Point annotation records
■ ■ ■ ■ ■
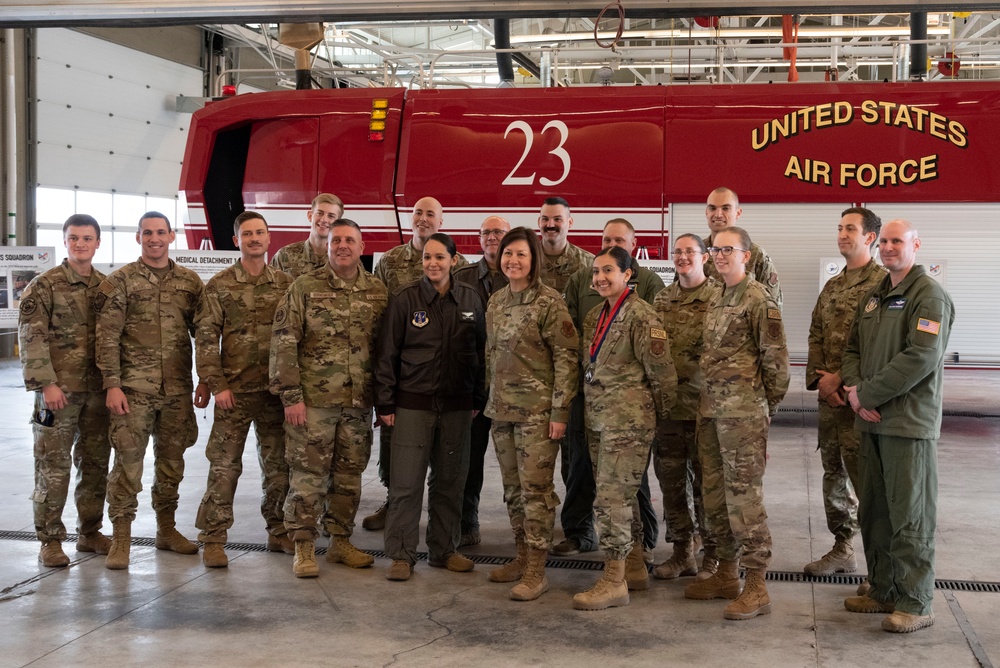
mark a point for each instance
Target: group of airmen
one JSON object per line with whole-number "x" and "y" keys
{"x": 293, "y": 347}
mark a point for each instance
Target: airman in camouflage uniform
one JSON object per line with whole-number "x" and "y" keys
{"x": 839, "y": 441}
{"x": 577, "y": 514}
{"x": 722, "y": 212}
{"x": 744, "y": 364}
{"x": 560, "y": 259}
{"x": 321, "y": 367}
{"x": 487, "y": 279}
{"x": 629, "y": 383}
{"x": 70, "y": 422}
{"x": 397, "y": 267}
{"x": 302, "y": 257}
{"x": 238, "y": 309}
{"x": 682, "y": 308}
{"x": 531, "y": 370}
{"x": 145, "y": 322}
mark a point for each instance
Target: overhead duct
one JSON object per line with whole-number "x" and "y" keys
{"x": 501, "y": 40}
{"x": 918, "y": 52}
{"x": 302, "y": 37}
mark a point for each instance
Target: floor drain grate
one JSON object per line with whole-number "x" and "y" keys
{"x": 852, "y": 579}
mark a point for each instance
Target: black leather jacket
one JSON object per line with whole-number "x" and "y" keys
{"x": 431, "y": 350}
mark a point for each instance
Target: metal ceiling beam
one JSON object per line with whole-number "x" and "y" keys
{"x": 40, "y": 13}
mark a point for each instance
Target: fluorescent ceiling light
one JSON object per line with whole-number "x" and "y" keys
{"x": 805, "y": 32}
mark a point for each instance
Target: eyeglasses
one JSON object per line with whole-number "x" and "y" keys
{"x": 725, "y": 250}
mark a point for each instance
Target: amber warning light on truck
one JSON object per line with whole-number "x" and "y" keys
{"x": 376, "y": 126}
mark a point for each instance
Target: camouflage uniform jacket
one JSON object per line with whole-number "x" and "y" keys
{"x": 683, "y": 313}
{"x": 297, "y": 259}
{"x": 556, "y": 271}
{"x": 241, "y": 313}
{"x": 405, "y": 264}
{"x": 634, "y": 382}
{"x": 144, "y": 328}
{"x": 531, "y": 356}
{"x": 760, "y": 267}
{"x": 833, "y": 316}
{"x": 744, "y": 360}
{"x": 323, "y": 344}
{"x": 56, "y": 330}
{"x": 487, "y": 283}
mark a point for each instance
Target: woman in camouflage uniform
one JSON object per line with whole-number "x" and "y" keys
{"x": 532, "y": 376}
{"x": 682, "y": 308}
{"x": 629, "y": 383}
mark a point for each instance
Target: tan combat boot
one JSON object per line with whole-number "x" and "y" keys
{"x": 840, "y": 559}
{"x": 512, "y": 570}
{"x": 214, "y": 556}
{"x": 608, "y": 592}
{"x": 342, "y": 552}
{"x": 636, "y": 571}
{"x": 282, "y": 543}
{"x": 534, "y": 583}
{"x": 169, "y": 538}
{"x": 681, "y": 562}
{"x": 725, "y": 583}
{"x": 304, "y": 565}
{"x": 754, "y": 599}
{"x": 52, "y": 556}
{"x": 376, "y": 521}
{"x": 93, "y": 542}
{"x": 709, "y": 564}
{"x": 121, "y": 544}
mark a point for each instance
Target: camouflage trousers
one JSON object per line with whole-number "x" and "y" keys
{"x": 171, "y": 422}
{"x": 225, "y": 457}
{"x": 838, "y": 448}
{"x": 620, "y": 458}
{"x": 527, "y": 458}
{"x": 675, "y": 459}
{"x": 79, "y": 436}
{"x": 326, "y": 457}
{"x": 898, "y": 492}
{"x": 733, "y": 453}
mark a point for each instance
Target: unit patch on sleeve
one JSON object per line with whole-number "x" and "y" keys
{"x": 28, "y": 306}
{"x": 929, "y": 326}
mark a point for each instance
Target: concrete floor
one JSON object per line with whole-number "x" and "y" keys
{"x": 168, "y": 610}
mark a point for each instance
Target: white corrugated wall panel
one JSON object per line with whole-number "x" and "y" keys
{"x": 106, "y": 118}
{"x": 966, "y": 237}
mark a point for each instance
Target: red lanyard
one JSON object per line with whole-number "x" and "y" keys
{"x": 604, "y": 323}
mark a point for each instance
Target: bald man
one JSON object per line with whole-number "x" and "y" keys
{"x": 892, "y": 372}
{"x": 486, "y": 278}
{"x": 397, "y": 267}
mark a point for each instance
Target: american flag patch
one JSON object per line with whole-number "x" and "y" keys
{"x": 929, "y": 326}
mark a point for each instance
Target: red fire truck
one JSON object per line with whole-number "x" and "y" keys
{"x": 610, "y": 151}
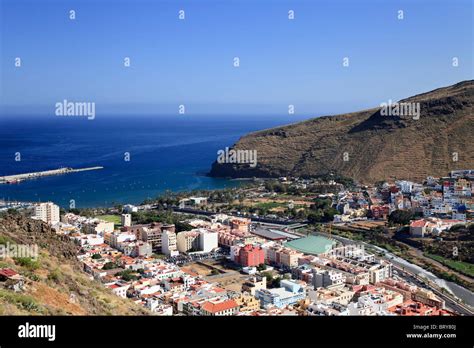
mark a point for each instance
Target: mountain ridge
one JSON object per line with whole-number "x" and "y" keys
{"x": 366, "y": 145}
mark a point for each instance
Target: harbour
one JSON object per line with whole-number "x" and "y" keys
{"x": 17, "y": 178}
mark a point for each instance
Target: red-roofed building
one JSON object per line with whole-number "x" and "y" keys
{"x": 222, "y": 308}
{"x": 8, "y": 273}
{"x": 418, "y": 228}
{"x": 250, "y": 256}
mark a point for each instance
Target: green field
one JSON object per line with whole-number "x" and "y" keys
{"x": 460, "y": 266}
{"x": 111, "y": 218}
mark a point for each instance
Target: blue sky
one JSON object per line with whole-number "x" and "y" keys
{"x": 191, "y": 62}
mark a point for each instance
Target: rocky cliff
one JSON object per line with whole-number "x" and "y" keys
{"x": 369, "y": 145}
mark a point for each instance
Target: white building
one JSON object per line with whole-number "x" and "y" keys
{"x": 207, "y": 240}
{"x": 169, "y": 243}
{"x": 47, "y": 212}
{"x": 126, "y": 220}
{"x": 187, "y": 241}
{"x": 128, "y": 208}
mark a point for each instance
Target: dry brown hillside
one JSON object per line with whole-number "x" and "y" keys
{"x": 378, "y": 147}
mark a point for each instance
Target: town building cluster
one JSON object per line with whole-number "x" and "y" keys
{"x": 152, "y": 265}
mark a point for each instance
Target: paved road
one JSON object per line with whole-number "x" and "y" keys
{"x": 413, "y": 272}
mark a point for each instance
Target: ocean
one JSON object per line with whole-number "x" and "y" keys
{"x": 165, "y": 153}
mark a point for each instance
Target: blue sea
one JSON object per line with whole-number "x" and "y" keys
{"x": 166, "y": 153}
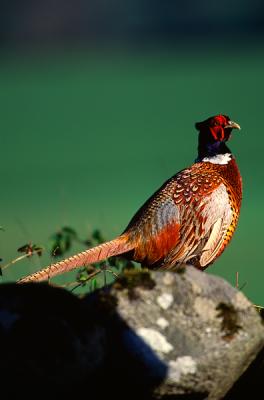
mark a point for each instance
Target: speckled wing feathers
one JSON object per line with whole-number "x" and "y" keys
{"x": 189, "y": 219}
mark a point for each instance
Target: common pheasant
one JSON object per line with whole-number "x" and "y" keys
{"x": 189, "y": 220}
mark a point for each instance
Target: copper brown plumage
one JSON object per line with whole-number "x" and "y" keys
{"x": 189, "y": 220}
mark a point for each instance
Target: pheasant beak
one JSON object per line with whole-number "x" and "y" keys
{"x": 232, "y": 125}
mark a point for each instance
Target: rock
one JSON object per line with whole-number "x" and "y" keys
{"x": 150, "y": 335}
{"x": 192, "y": 333}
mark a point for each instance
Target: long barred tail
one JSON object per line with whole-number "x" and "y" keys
{"x": 117, "y": 246}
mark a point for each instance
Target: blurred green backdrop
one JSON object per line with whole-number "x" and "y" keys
{"x": 86, "y": 137}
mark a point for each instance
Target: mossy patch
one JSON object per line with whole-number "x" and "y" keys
{"x": 132, "y": 279}
{"x": 230, "y": 325}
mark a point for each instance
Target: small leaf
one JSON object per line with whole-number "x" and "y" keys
{"x": 24, "y": 249}
{"x": 38, "y": 250}
{"x": 97, "y": 236}
{"x": 94, "y": 284}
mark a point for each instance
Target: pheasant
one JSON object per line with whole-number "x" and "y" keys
{"x": 189, "y": 220}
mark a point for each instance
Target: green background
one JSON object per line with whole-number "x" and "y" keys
{"x": 86, "y": 138}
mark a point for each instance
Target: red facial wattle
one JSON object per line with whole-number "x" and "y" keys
{"x": 218, "y": 132}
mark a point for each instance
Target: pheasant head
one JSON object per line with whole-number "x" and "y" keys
{"x": 214, "y": 132}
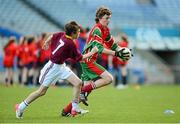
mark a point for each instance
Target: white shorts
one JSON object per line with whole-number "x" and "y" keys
{"x": 52, "y": 72}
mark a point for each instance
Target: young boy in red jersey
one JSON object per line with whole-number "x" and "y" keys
{"x": 62, "y": 47}
{"x": 94, "y": 75}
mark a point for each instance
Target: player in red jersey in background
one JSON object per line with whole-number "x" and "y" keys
{"x": 62, "y": 47}
{"x": 94, "y": 75}
{"x": 8, "y": 60}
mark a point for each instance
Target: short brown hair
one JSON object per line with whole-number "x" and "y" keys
{"x": 71, "y": 28}
{"x": 100, "y": 12}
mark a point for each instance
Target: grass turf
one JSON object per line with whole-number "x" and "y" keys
{"x": 107, "y": 105}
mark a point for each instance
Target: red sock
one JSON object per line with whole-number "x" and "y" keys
{"x": 68, "y": 107}
{"x": 88, "y": 88}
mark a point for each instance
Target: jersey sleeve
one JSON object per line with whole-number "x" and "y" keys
{"x": 77, "y": 56}
{"x": 97, "y": 40}
{"x": 110, "y": 42}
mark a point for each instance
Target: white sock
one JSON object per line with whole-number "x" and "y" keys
{"x": 23, "y": 105}
{"x": 75, "y": 105}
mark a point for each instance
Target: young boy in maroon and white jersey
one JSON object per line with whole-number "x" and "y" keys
{"x": 62, "y": 47}
{"x": 94, "y": 75}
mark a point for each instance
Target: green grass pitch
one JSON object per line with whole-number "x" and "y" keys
{"x": 107, "y": 105}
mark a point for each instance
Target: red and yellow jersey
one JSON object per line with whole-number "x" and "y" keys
{"x": 9, "y": 55}
{"x": 100, "y": 37}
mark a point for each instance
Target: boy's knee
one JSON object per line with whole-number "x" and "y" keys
{"x": 41, "y": 92}
{"x": 78, "y": 83}
{"x": 109, "y": 78}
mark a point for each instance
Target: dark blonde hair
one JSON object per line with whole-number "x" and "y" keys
{"x": 100, "y": 12}
{"x": 71, "y": 28}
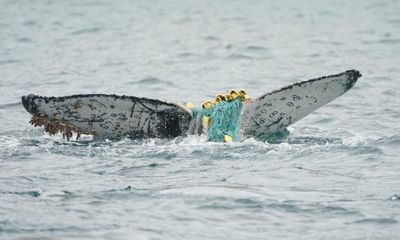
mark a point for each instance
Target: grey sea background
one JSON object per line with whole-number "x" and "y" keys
{"x": 335, "y": 176}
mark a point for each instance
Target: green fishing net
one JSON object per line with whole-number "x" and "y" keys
{"x": 224, "y": 118}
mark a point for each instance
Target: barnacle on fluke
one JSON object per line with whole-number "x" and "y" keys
{"x": 232, "y": 116}
{"x": 54, "y": 127}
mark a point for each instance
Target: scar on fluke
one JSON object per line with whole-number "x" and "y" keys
{"x": 54, "y": 127}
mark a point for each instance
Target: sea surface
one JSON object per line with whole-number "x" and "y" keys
{"x": 336, "y": 175}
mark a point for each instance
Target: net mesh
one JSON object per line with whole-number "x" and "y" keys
{"x": 224, "y": 118}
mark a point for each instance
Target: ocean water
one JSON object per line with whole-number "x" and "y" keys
{"x": 336, "y": 175}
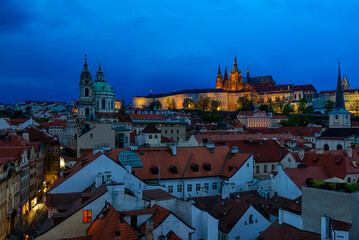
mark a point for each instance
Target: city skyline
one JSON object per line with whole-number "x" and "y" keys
{"x": 167, "y": 47}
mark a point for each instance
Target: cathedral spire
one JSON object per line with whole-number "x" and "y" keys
{"x": 85, "y": 65}
{"x": 339, "y": 97}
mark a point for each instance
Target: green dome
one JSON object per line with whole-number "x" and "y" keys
{"x": 102, "y": 87}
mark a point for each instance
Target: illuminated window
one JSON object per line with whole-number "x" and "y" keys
{"x": 87, "y": 216}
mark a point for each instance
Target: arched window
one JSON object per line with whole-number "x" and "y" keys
{"x": 103, "y": 104}
{"x": 250, "y": 219}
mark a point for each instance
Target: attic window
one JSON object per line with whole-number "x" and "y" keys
{"x": 194, "y": 167}
{"x": 173, "y": 169}
{"x": 154, "y": 170}
{"x": 230, "y": 168}
{"x": 207, "y": 166}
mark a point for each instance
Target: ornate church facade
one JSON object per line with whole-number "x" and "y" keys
{"x": 260, "y": 90}
{"x": 97, "y": 96}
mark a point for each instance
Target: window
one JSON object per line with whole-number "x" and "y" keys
{"x": 250, "y": 219}
{"x": 87, "y": 216}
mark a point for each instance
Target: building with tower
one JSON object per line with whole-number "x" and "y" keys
{"x": 339, "y": 117}
{"x": 94, "y": 124}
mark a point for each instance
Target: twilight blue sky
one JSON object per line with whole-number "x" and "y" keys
{"x": 171, "y": 45}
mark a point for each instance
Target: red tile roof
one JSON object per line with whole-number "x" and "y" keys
{"x": 285, "y": 231}
{"x": 146, "y": 117}
{"x": 301, "y": 174}
{"x": 335, "y": 162}
{"x": 111, "y": 225}
{"x": 150, "y": 128}
{"x": 222, "y": 162}
{"x": 228, "y": 211}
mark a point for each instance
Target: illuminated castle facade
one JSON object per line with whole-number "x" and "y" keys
{"x": 260, "y": 90}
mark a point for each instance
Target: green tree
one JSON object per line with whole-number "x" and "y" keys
{"x": 302, "y": 105}
{"x": 288, "y": 109}
{"x": 156, "y": 104}
{"x": 244, "y": 104}
{"x": 329, "y": 106}
{"x": 215, "y": 105}
{"x": 170, "y": 103}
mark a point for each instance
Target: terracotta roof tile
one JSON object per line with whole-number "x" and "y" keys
{"x": 301, "y": 174}
{"x": 285, "y": 231}
{"x": 228, "y": 211}
{"x": 111, "y": 225}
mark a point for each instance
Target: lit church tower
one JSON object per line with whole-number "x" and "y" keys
{"x": 219, "y": 84}
{"x": 86, "y": 103}
{"x": 339, "y": 117}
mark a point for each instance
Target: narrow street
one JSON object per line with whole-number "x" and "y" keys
{"x": 31, "y": 222}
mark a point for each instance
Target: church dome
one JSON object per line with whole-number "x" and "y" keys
{"x": 102, "y": 87}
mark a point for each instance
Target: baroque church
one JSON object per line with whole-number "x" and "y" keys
{"x": 237, "y": 82}
{"x": 95, "y": 96}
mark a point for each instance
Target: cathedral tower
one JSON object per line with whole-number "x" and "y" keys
{"x": 339, "y": 117}
{"x": 219, "y": 84}
{"x": 86, "y": 103}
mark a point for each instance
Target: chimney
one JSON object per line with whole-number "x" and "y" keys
{"x": 349, "y": 152}
{"x": 234, "y": 149}
{"x": 325, "y": 228}
{"x": 319, "y": 151}
{"x": 225, "y": 191}
{"x": 281, "y": 141}
{"x": 26, "y": 136}
{"x": 99, "y": 180}
{"x": 173, "y": 149}
{"x": 301, "y": 154}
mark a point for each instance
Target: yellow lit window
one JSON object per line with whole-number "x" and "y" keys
{"x": 87, "y": 216}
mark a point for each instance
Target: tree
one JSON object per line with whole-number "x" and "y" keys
{"x": 288, "y": 109}
{"x": 329, "y": 106}
{"x": 204, "y": 103}
{"x": 264, "y": 107}
{"x": 302, "y": 105}
{"x": 170, "y": 103}
{"x": 156, "y": 104}
{"x": 188, "y": 104}
{"x": 244, "y": 104}
{"x": 215, "y": 105}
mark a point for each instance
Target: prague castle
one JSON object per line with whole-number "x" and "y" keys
{"x": 261, "y": 90}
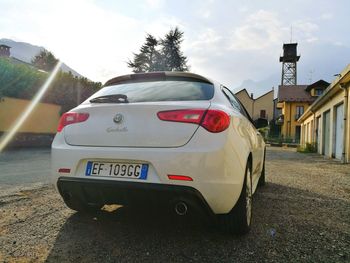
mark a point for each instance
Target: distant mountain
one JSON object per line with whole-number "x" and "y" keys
{"x": 25, "y": 52}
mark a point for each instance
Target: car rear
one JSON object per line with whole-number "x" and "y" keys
{"x": 144, "y": 138}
■ ■ ■ ■ ■
### Given task
Select every line of the records above that contains the string "ceiling", treating uppercase and lowercase as distinct, and copy each one.

### Output for this task
Target: metal ceiling beam
Target: fluorescent ceiling light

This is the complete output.